Short task → Every line from the one containing "Where can the chrome" to the final line of the material below must be reproduced exactly; leave out all other lines.
★ ★ ★ ★ ★ ★ ★
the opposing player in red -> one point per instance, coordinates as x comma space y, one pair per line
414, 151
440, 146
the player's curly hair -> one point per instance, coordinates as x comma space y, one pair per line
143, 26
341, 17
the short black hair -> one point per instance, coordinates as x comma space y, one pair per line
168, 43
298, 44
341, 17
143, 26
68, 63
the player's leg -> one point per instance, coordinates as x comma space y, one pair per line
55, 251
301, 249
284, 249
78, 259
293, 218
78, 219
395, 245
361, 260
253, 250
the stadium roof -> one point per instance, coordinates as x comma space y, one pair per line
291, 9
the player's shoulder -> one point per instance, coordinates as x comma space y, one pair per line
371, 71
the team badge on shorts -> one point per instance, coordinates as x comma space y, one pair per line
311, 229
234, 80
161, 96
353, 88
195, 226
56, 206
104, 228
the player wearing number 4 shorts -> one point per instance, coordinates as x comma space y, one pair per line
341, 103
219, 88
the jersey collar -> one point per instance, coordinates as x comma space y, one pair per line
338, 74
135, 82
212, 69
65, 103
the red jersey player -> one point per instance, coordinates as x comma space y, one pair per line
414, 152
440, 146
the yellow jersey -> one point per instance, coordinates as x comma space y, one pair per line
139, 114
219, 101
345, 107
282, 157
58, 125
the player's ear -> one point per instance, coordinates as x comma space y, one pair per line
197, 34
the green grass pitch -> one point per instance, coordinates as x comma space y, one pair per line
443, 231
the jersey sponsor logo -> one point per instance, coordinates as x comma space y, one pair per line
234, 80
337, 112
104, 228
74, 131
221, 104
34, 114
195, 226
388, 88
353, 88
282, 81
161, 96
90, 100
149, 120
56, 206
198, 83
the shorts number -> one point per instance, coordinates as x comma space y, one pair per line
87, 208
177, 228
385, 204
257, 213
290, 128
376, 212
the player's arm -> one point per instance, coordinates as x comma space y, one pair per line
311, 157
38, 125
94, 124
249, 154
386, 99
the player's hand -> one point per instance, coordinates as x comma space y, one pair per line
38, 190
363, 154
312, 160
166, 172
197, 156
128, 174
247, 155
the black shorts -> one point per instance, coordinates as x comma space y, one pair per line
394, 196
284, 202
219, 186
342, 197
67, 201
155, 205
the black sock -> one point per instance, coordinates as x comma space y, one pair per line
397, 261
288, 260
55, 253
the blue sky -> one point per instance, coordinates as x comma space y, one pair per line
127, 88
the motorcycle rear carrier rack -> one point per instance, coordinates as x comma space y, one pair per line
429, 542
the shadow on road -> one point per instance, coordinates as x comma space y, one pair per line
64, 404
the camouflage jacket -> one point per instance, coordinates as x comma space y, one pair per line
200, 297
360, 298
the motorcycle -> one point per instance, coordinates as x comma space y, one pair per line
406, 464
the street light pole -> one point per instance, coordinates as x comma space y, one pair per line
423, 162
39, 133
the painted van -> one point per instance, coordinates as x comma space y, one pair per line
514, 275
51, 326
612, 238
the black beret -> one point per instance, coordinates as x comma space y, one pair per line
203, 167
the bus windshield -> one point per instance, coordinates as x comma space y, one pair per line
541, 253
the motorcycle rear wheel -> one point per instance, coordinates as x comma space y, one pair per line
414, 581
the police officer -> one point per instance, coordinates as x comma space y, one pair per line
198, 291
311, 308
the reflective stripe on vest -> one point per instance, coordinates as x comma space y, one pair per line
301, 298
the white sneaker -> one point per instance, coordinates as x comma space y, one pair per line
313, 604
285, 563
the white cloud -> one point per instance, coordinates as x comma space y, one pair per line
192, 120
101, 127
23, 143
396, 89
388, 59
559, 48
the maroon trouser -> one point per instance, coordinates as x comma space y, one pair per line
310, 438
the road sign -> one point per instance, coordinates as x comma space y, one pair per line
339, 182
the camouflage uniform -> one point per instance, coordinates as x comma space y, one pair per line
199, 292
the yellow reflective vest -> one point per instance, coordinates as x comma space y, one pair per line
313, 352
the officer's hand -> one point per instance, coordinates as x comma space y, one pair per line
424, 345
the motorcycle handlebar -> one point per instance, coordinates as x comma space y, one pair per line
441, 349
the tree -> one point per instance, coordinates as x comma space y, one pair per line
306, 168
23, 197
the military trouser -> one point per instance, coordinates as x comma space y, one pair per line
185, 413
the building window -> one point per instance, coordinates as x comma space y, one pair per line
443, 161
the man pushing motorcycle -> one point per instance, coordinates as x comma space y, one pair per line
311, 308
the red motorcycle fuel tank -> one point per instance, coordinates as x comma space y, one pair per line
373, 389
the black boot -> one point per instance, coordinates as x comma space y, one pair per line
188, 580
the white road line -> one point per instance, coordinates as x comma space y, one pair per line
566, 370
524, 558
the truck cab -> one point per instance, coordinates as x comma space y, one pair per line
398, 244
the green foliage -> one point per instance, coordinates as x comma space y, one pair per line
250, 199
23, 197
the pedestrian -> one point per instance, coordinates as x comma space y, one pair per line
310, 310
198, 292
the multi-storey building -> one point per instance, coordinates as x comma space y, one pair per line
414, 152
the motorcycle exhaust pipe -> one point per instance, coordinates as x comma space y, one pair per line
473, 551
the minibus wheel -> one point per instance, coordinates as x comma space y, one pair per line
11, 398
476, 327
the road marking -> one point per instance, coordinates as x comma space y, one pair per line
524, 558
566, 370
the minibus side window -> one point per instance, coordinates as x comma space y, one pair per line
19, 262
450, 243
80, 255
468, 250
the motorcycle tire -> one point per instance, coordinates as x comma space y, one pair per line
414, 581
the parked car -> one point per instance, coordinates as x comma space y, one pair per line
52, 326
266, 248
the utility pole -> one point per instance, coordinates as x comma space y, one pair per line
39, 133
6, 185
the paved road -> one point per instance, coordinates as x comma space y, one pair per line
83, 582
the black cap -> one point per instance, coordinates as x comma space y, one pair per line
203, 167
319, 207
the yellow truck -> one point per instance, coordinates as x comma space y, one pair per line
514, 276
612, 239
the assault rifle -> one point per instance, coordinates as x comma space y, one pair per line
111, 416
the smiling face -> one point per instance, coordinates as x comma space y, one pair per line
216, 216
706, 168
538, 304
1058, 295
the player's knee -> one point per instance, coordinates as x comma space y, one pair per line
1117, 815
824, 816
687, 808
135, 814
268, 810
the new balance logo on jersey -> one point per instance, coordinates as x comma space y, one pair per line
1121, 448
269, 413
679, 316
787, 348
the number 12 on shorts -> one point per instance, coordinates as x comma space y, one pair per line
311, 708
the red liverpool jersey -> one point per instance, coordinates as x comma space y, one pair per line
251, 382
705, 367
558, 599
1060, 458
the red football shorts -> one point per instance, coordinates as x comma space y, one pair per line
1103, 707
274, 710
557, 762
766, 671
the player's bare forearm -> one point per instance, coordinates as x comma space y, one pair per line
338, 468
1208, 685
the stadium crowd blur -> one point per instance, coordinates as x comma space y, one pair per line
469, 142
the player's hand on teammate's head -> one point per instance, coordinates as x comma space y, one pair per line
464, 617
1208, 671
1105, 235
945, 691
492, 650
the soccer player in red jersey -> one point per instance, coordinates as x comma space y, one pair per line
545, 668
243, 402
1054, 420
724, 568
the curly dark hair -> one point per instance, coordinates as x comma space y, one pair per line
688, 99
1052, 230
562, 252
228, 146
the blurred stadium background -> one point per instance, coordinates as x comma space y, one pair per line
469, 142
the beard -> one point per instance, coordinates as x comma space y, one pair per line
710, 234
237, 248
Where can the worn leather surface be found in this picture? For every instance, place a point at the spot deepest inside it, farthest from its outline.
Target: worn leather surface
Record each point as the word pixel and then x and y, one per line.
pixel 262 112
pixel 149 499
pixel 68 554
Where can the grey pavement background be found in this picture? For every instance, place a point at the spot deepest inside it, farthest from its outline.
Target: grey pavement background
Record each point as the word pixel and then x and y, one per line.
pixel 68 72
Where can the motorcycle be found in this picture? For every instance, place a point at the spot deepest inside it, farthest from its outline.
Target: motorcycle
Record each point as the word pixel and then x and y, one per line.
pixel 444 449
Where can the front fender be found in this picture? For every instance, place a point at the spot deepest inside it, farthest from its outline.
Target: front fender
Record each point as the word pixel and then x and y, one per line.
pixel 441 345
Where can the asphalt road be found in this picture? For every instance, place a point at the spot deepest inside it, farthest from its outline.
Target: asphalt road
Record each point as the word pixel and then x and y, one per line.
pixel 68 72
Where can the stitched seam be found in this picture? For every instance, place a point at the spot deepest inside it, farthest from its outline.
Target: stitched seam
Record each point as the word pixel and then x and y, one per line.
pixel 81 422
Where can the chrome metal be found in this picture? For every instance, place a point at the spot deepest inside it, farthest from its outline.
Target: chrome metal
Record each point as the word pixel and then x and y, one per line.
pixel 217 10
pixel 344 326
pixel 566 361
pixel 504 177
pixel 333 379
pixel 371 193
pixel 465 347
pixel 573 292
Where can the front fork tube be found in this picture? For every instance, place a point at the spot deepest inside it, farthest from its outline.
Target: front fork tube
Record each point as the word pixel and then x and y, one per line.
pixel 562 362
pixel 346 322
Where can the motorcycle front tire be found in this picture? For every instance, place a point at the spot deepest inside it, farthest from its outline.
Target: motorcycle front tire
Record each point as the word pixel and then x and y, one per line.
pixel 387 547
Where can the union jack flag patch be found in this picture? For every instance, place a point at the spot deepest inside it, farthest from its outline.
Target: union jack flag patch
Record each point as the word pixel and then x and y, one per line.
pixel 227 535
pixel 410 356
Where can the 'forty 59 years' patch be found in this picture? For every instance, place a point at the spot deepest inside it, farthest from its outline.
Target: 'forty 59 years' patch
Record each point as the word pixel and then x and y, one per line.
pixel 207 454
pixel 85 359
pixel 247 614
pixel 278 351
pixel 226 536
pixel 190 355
★ ★ ★ ★ ★ ★ ★
Answer for this exercise →
Where can the chrome metal be found in this picture? For every instance, place a point at the spot deepest inside it, farthest from its outline.
Target: chrome metal
Record each point as the word pixel and then x and y, one per line.
pixel 217 10
pixel 344 326
pixel 566 361
pixel 504 177
pixel 333 379
pixel 371 193
pixel 465 347
pixel 573 292
Where can the front fork tube be found in this picture? For every instance, place a point at the spot deepest inside it, farthest from its outline.
Target: front fork tube
Record each point as the word pixel and then x and y, one per line.
pixel 562 362
pixel 346 322
Where can the motorcycle front tire be found in this picture? For every instance, place a point at the spot deepest inside it, farthest from its outline.
Target: motorcycle front tire
Record each point as the word pixel and then x and y, one per line.
pixel 387 547
Where can the union jack flag patch be found in this picture? For every instance, place a point at the spot deepest inside it, farthest from its outline.
Target: union jack flag patch
Record each point as the word pixel and then x and y, one per line.
pixel 227 535
pixel 410 356
Where can the 'forty 59 years' patch be found in this picture? For every instance, place a point at the spot deepest inside it, farthest from its outline.
Target: 'forty 59 years' patch
Record each point as the word pixel and then x and y, one per line.
pixel 207 454
pixel 85 359
pixel 247 614
pixel 278 351
pixel 226 536
pixel 190 355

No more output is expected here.